---------- Exercise inputs ----------

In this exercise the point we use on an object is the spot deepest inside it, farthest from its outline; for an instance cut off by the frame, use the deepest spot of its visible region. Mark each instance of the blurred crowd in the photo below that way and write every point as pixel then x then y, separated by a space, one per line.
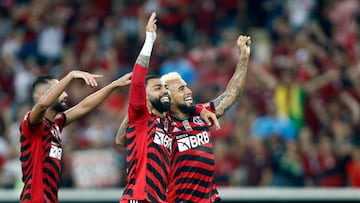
pixel 297 123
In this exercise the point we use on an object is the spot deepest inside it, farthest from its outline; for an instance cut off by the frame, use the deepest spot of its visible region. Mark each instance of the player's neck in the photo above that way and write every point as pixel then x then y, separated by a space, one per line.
pixel 50 114
pixel 158 113
pixel 177 113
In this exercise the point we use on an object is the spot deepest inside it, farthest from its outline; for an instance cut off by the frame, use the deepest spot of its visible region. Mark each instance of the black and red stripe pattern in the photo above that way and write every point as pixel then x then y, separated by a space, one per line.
pixel 192 164
pixel 148 147
pixel 40 156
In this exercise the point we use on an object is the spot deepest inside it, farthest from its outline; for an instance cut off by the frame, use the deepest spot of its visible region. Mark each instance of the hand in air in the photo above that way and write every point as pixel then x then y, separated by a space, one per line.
pixel 151 25
pixel 124 80
pixel 243 42
pixel 210 118
pixel 90 79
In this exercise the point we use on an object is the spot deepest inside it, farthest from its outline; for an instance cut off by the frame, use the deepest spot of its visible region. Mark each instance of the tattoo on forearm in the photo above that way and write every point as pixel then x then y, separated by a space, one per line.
pixel 121 134
pixel 233 90
pixel 143 60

----------

Turn all of the data above into a numbered list, one line per item, without any blank lines. Leave the pictures out.

■ Response below:
1. In this exercise the point we use on an object is the spot deepest inside it, farthest from its outline; for an instance cut off by the frame, use the deepest spot of its visible region. Mark each instance of the blurred crowd in the photo below that way and write every point as pixel then x then y, separated by a space, one per line.
2. pixel 297 123
3. In this exercise the point we use on an object is the spot deepest inside it, farthest from its outline; for an instance cut off by the frame, use the deepest spot of its visible region. Mark each instance of the player's neck in the photo above that way and write every point as pixel then x then y, separated by a space, one per line.
4. pixel 50 114
5. pixel 158 113
6. pixel 177 113
7. In this exercise the point we use on an object is the spot deepest inside it, farthest from its outline; for an instance cut off by the frame, use the deepest spot of its visible region. Mark each instance of the black and red stripe pattern in the photo above that way and write every point as pixel then x then y, separated by a space, one per line.
8. pixel 192 164
9. pixel 148 147
10. pixel 40 156
11. In this exercise the point we use on an object is the spot deepest inside it, farthest from its outline; for an instance cut off by the frame, use the deepest spot of its visible region. Mark each instance of the hand in air in the photo above that way and write every point as pixel then x then y, separated by a space, one per line.
12. pixel 151 25
13. pixel 124 80
14. pixel 243 42
15. pixel 210 118
16. pixel 90 79
17. In this exercise the point we use on an object is the spot deepest inside it, farthest from its outline; for an instance cut off by the frame, use the deepest spot of its visible region. Mark each instance of the tattoo on forearm in the photo above that way and write every point as pixel then x then y, separated by a space, one per line.
18. pixel 121 134
19. pixel 233 90
20. pixel 143 60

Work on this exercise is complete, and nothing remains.